* Description of the task: Will you restate verbatim the lines running from the line with "form [(57, 74)]." to the end of the data, leaving out everything else?

━━ Data provided

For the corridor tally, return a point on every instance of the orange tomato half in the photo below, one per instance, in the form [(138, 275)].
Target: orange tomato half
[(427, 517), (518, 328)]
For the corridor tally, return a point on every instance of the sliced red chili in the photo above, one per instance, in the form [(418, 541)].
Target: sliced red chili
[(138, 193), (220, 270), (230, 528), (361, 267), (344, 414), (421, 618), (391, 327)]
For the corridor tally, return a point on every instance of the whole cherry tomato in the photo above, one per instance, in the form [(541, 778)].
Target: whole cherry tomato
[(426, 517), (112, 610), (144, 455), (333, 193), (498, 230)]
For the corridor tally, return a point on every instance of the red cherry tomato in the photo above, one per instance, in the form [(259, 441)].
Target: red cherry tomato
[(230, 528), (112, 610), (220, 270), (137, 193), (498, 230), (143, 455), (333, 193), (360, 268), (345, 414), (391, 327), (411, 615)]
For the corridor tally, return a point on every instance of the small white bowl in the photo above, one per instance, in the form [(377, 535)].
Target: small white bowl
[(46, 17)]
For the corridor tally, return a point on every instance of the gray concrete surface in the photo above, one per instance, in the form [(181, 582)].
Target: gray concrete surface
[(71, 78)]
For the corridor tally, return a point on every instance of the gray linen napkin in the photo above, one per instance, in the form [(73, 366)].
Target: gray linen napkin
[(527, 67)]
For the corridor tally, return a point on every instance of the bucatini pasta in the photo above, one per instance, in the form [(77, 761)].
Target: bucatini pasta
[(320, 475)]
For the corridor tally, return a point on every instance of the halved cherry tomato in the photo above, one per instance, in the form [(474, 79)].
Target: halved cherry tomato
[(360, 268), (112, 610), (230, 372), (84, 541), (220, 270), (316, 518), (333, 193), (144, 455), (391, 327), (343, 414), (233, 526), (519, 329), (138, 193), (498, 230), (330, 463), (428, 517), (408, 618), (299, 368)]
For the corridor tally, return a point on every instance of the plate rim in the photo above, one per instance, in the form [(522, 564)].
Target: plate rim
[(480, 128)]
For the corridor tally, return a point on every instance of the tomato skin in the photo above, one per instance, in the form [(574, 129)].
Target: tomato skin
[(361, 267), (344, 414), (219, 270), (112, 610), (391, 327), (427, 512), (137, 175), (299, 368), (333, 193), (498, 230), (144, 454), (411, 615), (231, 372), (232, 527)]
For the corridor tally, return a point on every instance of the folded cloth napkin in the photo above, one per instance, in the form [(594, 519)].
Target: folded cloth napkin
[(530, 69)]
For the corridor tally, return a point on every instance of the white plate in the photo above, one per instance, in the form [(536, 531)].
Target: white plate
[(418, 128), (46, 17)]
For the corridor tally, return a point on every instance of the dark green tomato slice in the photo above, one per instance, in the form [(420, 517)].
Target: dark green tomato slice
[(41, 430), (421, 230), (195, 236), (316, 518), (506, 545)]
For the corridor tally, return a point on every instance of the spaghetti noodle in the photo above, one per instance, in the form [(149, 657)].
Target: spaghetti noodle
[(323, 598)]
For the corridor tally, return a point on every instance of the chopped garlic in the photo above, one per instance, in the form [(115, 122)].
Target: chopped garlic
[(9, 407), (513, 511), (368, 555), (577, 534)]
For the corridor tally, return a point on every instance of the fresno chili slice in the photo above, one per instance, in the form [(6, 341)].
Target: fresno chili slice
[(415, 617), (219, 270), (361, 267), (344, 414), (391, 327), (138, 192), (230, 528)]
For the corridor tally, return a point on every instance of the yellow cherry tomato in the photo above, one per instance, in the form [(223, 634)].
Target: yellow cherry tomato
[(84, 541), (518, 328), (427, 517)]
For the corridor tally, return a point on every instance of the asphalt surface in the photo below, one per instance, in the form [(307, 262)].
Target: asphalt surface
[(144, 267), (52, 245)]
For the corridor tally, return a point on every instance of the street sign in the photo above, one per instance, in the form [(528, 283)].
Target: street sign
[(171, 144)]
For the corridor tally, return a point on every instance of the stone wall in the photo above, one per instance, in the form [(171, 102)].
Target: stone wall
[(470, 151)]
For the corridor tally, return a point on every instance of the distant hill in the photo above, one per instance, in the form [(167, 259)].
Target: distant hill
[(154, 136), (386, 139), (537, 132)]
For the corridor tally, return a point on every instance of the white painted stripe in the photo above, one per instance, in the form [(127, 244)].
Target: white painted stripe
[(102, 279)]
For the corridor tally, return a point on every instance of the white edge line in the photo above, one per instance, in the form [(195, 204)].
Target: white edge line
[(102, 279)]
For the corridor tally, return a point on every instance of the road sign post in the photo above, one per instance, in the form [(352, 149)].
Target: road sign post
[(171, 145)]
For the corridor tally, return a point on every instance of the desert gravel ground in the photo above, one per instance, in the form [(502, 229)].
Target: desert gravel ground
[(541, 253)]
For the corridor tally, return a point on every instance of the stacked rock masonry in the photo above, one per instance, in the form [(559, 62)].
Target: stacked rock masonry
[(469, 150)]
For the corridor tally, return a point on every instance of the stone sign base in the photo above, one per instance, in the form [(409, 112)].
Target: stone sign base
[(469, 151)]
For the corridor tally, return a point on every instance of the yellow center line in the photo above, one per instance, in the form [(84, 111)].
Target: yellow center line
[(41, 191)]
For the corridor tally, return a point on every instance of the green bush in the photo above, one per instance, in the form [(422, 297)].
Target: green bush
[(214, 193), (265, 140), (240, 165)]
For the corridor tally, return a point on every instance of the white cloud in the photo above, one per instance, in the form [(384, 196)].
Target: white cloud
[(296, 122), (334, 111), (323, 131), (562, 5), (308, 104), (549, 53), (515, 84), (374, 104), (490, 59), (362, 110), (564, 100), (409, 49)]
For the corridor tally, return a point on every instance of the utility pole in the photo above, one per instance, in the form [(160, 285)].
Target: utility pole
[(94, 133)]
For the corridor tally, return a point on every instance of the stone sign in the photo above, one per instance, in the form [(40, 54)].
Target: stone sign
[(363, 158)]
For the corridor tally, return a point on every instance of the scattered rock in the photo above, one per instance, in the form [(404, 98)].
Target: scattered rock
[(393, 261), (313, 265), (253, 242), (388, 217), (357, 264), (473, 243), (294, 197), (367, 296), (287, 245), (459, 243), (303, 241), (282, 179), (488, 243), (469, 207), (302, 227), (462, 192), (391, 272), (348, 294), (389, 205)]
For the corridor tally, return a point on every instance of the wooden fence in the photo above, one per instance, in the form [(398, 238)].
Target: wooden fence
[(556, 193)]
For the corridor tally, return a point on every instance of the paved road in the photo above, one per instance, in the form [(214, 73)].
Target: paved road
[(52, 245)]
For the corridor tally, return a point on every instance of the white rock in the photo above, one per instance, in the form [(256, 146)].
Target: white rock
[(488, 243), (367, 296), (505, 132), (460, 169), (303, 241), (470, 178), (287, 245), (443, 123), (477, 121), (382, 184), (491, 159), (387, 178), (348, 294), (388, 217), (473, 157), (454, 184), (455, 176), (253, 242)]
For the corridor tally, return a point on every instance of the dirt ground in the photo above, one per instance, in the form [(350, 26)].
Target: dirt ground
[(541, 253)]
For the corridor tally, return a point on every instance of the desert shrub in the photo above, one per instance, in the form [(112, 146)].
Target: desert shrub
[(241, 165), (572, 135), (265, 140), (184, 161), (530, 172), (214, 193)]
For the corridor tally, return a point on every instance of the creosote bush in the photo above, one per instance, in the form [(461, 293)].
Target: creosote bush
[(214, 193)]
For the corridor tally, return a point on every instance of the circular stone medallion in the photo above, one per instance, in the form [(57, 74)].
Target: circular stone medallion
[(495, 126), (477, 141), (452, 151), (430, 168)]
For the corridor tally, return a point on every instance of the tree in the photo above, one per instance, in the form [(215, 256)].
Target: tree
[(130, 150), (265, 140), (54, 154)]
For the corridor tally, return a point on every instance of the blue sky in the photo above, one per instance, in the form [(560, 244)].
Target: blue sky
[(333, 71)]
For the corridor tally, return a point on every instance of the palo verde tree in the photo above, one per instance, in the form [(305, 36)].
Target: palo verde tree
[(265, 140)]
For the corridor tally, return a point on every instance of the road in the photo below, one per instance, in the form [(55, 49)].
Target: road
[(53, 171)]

━━━━

* Expected answer:
For the corridor tally, return a point on every instance of the circular stone medallion in the photo above, one per instance, in the form [(57, 74)].
Target: circular stone medallion
[(495, 126), (477, 141), (452, 151), (430, 168)]
For the corridor tally, return a point on every instance of the tree in the photo above, one per instance, in the form [(215, 256)].
Target: tree
[(130, 150), (265, 140), (54, 154)]
For the corridor tally, return a point on every instance of the blue sky in the photo above, one per instance, in the form [(560, 244)].
Target: blue sky
[(333, 71)]
For the corridor tally, return a point on every instance of the palo verde tree in the photo above, one per instance, in the form [(305, 36)].
Target: palo verde tree
[(265, 140)]
For the corridor tally, return a point on every instance of the road in the photo below, one per instance, in the form [(55, 49)].
Target: road
[(53, 171)]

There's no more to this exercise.